## To do
In the text on rapid assessment methods below, write out everything from "The opportunity to" down to "in the communities." without any change.

## Excerpt
The opportunity to perform a semi-quantitative, community-level Reconnaissance provided some unanticipated insights, both about the communities to be enrolled and about the attitudes and aptitudes of the investigators. It is clear that a multicentre study must have a core of variables that are standard for all participating sites; it is also evident that in cross cultural studies, the rationale for the investigation is set by the differences across cultures. On the way to the pilot collection of specified standard measures, each of the eight centres performed a qualitative, structured rapid assessment in the communities.
Rapid assessment methods emerged as a consequence of anthropological theory [12, 13] and have recently attracted their adherents and proponents [5, 9-11]. Given the extent of their discussion, it behooves nutritionists to become familiar with them, and a project such as the Reconnaissance offered an opportunity for researchers at many levels to gain direct experience with a rapid, qualitative, community assessment tool, albeit one that was constructed for the present endeavour and one that does not have the pedigree of KAP, RAP, RRA (rapid rural appraisal), or PRA (participatory rural appraisal).
Rapid methods are a prelude to structured, detailed research but not a substitute for it. In general, both KAP and RAP are data-gathering efforts (research) that set the stage for actions (interventions). Clearly, one wants both culturally sensitive and valid interpretable measurements in a survey design, and a qualitative method may allow the investigators to hone their questions and structure their measurements to afford the greatest precision, clarity, and acceptance.
Even within a given country, attitudes and responses to different questionnaires and physical measurements may vary from rural to urban populations and across age or socioeconomic classes within populations. This is a challenge to the design of a multicentre study. The purist of multicentre research will insist that the protocols be uniform across sites and that the measures be made in a standardized and uniform manner. However, this may be quite unrealistic.
The entire dilemma about refining the measures in a common, multicentre protocol, across diverse linguistic groups and cultures from Asia to Latin America, collides with the fundamental reason why a cross-cultural study is attractive. In the case of ageing, it separates what is essential to senescence from that which might be situational to a given population or environment [14]. Clearly, if a valid or acceptable way to obtain information in one or more of the sites of a cross-cultural study cannot be found, one loses strength and dimension for that measurement. Its absence weakens the robustness of the collaborative network findings. Given time and cost considerations in mounting a study with a common protocol and interactive purpose among various cultures and nations, however, a certain assurance that each of the designated countries will be able to provide the data-whether it be physical, biochemical, or verbal -is necessary.

## Dataset content
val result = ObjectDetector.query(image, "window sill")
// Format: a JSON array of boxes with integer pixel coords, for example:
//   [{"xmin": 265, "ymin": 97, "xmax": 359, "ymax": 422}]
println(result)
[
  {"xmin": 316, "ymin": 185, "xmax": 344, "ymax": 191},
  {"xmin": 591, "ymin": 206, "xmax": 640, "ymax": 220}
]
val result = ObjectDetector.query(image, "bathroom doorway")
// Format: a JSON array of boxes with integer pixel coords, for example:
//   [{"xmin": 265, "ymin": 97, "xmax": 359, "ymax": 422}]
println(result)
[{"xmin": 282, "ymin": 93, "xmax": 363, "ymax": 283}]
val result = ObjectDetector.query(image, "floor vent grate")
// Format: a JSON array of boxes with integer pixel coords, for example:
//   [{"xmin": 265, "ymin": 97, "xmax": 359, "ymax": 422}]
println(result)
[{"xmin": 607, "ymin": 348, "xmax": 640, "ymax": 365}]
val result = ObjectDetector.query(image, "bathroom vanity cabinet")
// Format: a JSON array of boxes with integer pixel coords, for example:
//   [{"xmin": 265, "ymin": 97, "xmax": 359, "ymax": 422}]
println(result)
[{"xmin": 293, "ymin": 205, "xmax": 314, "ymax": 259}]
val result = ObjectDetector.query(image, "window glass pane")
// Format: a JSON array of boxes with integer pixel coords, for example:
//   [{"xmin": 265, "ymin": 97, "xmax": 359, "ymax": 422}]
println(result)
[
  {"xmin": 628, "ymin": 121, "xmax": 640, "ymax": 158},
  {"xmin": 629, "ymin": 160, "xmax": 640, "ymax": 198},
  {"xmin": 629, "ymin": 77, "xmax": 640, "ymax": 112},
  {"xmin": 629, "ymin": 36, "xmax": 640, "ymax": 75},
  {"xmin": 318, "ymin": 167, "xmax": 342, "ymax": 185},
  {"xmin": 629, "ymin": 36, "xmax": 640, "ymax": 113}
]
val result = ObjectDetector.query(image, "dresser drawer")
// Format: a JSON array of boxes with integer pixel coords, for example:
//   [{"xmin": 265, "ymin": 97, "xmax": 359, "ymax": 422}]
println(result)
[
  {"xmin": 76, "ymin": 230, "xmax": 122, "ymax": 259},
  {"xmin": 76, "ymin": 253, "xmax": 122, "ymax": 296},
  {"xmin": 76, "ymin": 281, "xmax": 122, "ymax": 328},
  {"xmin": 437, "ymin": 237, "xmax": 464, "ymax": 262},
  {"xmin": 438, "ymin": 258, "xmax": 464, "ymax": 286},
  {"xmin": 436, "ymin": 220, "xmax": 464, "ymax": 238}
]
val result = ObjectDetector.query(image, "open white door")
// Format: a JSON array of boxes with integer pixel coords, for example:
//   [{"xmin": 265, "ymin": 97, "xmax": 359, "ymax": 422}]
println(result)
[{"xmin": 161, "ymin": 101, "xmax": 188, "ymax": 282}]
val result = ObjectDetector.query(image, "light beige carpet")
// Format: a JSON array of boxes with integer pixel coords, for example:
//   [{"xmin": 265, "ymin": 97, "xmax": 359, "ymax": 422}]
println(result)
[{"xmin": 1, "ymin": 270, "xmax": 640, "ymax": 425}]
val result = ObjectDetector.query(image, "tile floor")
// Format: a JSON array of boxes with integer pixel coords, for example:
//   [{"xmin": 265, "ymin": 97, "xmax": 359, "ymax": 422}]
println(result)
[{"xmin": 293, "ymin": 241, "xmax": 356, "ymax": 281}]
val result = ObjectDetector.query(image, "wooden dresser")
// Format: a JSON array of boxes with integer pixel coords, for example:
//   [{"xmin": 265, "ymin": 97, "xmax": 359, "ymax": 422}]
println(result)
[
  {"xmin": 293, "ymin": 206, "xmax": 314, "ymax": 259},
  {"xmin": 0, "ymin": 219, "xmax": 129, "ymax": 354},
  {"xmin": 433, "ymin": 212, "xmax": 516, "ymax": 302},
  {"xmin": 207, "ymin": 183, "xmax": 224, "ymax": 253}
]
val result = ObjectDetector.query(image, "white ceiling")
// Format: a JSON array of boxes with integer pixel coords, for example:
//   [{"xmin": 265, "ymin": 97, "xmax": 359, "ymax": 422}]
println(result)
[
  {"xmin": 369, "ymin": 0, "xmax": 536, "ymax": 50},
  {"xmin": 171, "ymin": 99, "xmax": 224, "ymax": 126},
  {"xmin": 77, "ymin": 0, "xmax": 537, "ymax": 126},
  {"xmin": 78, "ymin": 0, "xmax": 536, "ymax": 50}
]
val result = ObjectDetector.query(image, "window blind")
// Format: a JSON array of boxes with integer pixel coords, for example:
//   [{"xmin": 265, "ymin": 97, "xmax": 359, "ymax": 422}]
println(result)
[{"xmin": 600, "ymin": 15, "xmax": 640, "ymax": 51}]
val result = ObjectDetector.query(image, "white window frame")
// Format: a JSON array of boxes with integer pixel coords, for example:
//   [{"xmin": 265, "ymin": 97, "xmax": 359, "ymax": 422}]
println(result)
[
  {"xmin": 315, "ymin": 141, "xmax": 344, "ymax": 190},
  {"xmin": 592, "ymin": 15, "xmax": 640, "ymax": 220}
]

## Solved problem
The opportunity to perform a semi-quantitative, community-level Reconnaissance provided some unanticipated insights, both about the communities to be enrolled and about the attitudes and aptitudes of the investigators. It is clear that a multicentre study must have a core of variables that are standard for all participating sites; it is also evident that in cross cultural studies, the rationale for the investigation is set by the differences across cultures. On the way to the pilot collection of specified standard measures, each of the eight centres performed a qualitative, structured rapid assessment in the communities.